**What to produce**
Nothing but the lines below from the one with "Query: dark water surface" through the one with "Every instance of the spectator" should be output, each exactly as given, and no pictures.
# # # # # # #
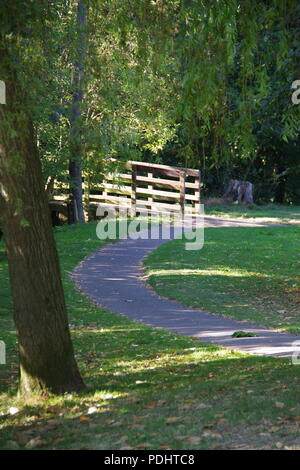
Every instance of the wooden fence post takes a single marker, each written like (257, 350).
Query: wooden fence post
(182, 191)
(133, 190)
(197, 192)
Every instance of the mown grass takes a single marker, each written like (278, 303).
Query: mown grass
(243, 273)
(267, 212)
(147, 388)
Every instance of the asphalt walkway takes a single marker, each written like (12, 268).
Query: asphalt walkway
(113, 278)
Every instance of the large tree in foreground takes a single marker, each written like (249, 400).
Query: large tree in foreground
(47, 361)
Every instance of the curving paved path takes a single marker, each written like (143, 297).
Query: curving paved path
(112, 277)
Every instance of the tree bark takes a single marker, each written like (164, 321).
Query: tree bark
(46, 357)
(76, 146)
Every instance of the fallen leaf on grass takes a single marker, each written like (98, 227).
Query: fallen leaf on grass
(212, 435)
(172, 420)
(36, 443)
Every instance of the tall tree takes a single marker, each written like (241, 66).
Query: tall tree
(76, 146)
(47, 362)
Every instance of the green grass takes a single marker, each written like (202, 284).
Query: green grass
(267, 212)
(243, 273)
(151, 389)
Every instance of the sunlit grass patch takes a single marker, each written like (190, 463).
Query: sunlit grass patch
(244, 273)
(147, 388)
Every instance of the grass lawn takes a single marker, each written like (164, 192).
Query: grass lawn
(267, 212)
(147, 388)
(243, 273)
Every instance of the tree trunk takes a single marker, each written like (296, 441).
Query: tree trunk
(76, 146)
(243, 190)
(46, 358)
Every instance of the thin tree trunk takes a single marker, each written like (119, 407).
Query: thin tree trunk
(46, 355)
(76, 146)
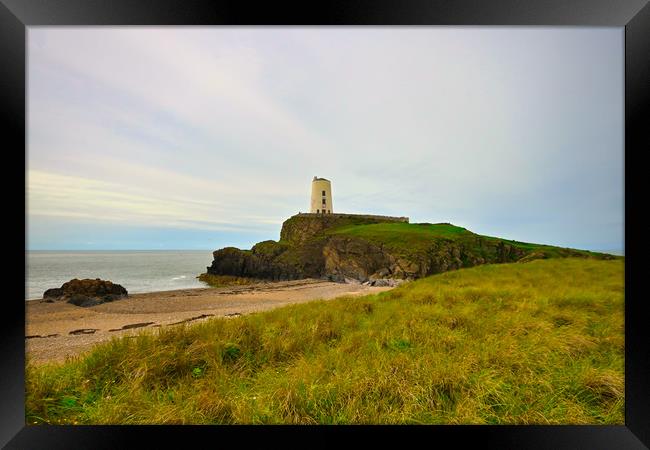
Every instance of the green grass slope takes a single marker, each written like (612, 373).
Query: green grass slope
(522, 343)
(411, 238)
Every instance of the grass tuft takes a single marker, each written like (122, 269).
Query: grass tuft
(534, 343)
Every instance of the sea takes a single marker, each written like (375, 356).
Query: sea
(136, 270)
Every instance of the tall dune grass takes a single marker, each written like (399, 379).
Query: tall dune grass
(534, 343)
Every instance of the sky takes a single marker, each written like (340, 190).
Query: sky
(206, 137)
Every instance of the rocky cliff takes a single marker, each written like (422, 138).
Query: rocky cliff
(340, 247)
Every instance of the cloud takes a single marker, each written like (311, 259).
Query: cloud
(516, 130)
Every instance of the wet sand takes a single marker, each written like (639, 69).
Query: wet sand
(58, 330)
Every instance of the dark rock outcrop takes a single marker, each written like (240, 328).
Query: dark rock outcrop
(308, 249)
(86, 292)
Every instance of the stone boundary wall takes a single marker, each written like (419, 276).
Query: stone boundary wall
(364, 216)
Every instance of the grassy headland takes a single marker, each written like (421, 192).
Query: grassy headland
(522, 343)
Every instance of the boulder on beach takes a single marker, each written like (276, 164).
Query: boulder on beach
(86, 292)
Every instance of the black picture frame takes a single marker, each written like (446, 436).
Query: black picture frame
(634, 15)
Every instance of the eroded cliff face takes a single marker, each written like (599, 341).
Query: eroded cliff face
(307, 250)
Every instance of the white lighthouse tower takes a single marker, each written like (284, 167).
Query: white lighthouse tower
(321, 196)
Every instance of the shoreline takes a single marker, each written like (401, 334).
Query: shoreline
(55, 331)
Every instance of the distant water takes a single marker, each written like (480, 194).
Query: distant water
(137, 271)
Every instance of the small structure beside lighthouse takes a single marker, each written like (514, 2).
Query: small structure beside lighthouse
(321, 196)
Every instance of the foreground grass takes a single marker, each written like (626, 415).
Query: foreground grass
(523, 343)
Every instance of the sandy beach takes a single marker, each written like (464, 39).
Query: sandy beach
(57, 330)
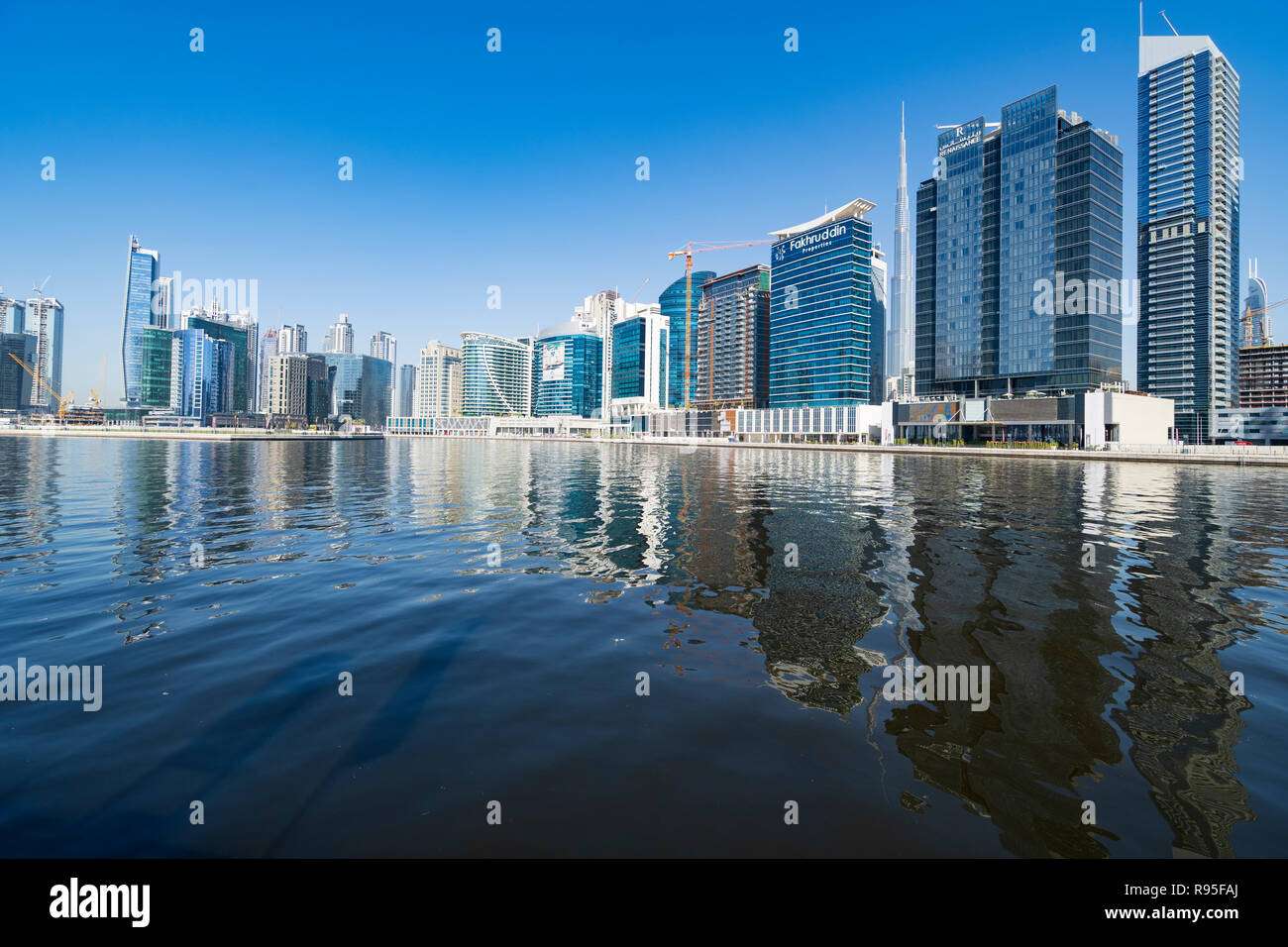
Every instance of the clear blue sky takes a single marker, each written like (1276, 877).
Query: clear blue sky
(518, 169)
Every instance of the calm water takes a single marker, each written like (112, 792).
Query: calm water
(516, 682)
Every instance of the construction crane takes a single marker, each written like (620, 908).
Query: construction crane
(62, 402)
(1248, 315)
(687, 253)
(94, 392)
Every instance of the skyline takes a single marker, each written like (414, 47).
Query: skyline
(565, 221)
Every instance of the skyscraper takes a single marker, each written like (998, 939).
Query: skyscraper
(142, 309)
(902, 333)
(1188, 228)
(339, 337)
(46, 322)
(823, 343)
(732, 337)
(1019, 256)
(674, 308)
(438, 381)
(496, 376)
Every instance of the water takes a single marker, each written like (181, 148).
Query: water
(516, 684)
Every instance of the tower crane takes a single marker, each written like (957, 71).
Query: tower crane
(62, 402)
(1248, 315)
(687, 253)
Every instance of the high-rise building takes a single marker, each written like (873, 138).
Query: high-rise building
(406, 390)
(1257, 330)
(13, 316)
(287, 385)
(14, 381)
(673, 302)
(361, 386)
(292, 339)
(570, 367)
(496, 376)
(46, 322)
(902, 329)
(142, 309)
(339, 338)
(880, 381)
(156, 380)
(823, 342)
(438, 381)
(217, 326)
(732, 338)
(201, 373)
(639, 367)
(1188, 228)
(267, 351)
(384, 346)
(1019, 256)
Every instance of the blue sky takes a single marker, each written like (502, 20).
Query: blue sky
(516, 169)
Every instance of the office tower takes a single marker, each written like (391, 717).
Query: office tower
(13, 316)
(1257, 330)
(438, 381)
(880, 381)
(14, 382)
(384, 346)
(732, 338)
(1019, 257)
(1188, 228)
(600, 312)
(292, 339)
(267, 351)
(46, 322)
(902, 333)
(361, 388)
(217, 326)
(287, 385)
(158, 361)
(925, 277)
(339, 337)
(673, 302)
(406, 390)
(570, 360)
(201, 373)
(320, 390)
(142, 308)
(639, 360)
(496, 375)
(822, 341)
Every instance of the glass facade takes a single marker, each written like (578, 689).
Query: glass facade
(143, 269)
(361, 386)
(158, 363)
(240, 341)
(1188, 228)
(671, 303)
(1019, 256)
(823, 346)
(570, 367)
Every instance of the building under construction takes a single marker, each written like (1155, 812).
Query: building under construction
(733, 342)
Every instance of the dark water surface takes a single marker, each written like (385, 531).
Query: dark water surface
(1109, 682)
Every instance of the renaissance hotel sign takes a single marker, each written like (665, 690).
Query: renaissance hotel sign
(806, 244)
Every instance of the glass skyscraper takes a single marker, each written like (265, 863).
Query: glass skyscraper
(142, 272)
(1019, 256)
(673, 307)
(824, 347)
(1188, 228)
(570, 367)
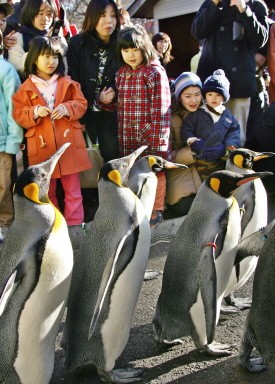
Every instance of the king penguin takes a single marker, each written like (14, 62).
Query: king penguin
(252, 199)
(259, 325)
(35, 273)
(108, 275)
(199, 263)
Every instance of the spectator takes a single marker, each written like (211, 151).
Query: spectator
(233, 31)
(143, 103)
(48, 105)
(92, 62)
(212, 129)
(162, 43)
(37, 17)
(182, 185)
(11, 136)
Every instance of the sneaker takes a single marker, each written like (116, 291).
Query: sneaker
(156, 218)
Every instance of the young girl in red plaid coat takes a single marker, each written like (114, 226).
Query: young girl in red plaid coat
(144, 101)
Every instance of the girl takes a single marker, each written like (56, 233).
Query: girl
(92, 62)
(182, 185)
(48, 105)
(143, 103)
(36, 19)
(162, 42)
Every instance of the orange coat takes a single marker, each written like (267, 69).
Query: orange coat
(45, 136)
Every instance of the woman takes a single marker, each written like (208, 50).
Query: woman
(162, 42)
(92, 62)
(37, 17)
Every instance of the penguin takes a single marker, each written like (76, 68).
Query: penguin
(252, 199)
(35, 273)
(199, 263)
(259, 325)
(143, 181)
(108, 275)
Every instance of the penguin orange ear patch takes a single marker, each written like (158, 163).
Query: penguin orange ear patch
(151, 161)
(238, 161)
(31, 191)
(215, 184)
(115, 177)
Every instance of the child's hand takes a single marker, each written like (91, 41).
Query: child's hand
(106, 95)
(58, 112)
(43, 111)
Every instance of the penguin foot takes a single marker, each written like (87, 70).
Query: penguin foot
(150, 274)
(218, 349)
(255, 364)
(120, 376)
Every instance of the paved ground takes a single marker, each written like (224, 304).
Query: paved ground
(177, 364)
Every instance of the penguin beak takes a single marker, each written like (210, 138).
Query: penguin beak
(132, 158)
(263, 155)
(52, 161)
(246, 178)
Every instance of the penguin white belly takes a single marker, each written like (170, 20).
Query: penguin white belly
(42, 314)
(225, 262)
(116, 328)
(197, 313)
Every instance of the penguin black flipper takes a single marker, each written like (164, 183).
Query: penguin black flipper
(208, 291)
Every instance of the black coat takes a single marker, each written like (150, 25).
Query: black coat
(83, 63)
(235, 57)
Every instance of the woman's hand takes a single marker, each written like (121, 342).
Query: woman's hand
(106, 95)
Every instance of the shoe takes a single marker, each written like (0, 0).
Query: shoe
(156, 218)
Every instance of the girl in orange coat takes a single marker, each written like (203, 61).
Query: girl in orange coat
(48, 105)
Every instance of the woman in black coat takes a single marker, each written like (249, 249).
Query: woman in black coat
(92, 62)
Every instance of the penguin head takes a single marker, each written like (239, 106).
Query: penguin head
(244, 158)
(117, 171)
(33, 183)
(224, 183)
(158, 164)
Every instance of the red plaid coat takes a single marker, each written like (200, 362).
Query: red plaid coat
(143, 109)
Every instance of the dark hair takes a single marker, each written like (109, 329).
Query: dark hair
(94, 11)
(39, 46)
(136, 37)
(31, 9)
(167, 57)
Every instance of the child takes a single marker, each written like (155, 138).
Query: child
(11, 136)
(48, 105)
(143, 103)
(182, 185)
(212, 129)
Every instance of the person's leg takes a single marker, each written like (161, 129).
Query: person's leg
(6, 201)
(73, 210)
(52, 193)
(239, 107)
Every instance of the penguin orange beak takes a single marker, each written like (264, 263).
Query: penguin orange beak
(263, 155)
(250, 177)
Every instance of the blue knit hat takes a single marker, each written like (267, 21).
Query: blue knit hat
(217, 82)
(186, 79)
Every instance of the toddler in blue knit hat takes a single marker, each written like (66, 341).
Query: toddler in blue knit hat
(212, 129)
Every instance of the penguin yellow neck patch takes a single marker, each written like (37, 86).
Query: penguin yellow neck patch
(215, 184)
(31, 191)
(115, 177)
(238, 161)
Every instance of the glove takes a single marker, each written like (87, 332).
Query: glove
(197, 145)
(214, 153)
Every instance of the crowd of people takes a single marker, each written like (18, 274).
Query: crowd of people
(110, 80)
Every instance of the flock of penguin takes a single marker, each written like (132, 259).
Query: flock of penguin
(216, 250)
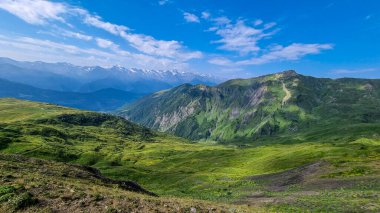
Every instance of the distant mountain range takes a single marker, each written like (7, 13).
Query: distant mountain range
(101, 100)
(246, 109)
(70, 78)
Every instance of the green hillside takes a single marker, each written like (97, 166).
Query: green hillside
(244, 110)
(323, 169)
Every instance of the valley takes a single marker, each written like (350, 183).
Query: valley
(321, 169)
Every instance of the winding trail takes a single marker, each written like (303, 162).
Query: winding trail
(288, 95)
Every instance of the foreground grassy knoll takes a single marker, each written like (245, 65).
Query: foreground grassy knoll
(323, 169)
(32, 185)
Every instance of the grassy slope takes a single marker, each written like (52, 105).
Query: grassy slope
(33, 185)
(243, 110)
(174, 167)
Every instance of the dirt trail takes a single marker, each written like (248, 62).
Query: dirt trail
(288, 95)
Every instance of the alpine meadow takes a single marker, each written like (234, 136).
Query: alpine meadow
(189, 106)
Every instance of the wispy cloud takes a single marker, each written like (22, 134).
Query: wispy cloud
(353, 71)
(26, 48)
(104, 43)
(76, 35)
(41, 12)
(35, 11)
(288, 53)
(189, 17)
(163, 2)
(205, 15)
(244, 38)
(239, 36)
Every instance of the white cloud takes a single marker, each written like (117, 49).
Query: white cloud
(163, 2)
(206, 15)
(221, 61)
(96, 21)
(289, 53)
(35, 11)
(239, 37)
(41, 12)
(104, 43)
(76, 35)
(258, 22)
(353, 71)
(31, 49)
(245, 39)
(189, 17)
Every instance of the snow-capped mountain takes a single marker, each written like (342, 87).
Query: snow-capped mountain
(69, 77)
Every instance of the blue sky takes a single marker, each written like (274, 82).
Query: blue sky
(240, 38)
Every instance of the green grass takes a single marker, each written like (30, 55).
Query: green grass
# # # # # # #
**Output below**
Query: dark water surface
(1109, 682)
Every instance of the renaissance hotel sign takes a single marker, each written like (665, 690).
Query: renaissance hotel sign
(806, 244)
Every instance of the glass skyscraper takes a single marker, each written like (265, 863).
Query: glass skyscraper
(142, 272)
(1019, 256)
(673, 307)
(824, 347)
(1188, 228)
(570, 367)
Every instance of the king penguin takes a single marker, each written like (14, 62).
Query: king penguin
(252, 199)
(259, 325)
(35, 273)
(108, 275)
(199, 263)
Every instance of the spectator takes a single marker, each written like (211, 151).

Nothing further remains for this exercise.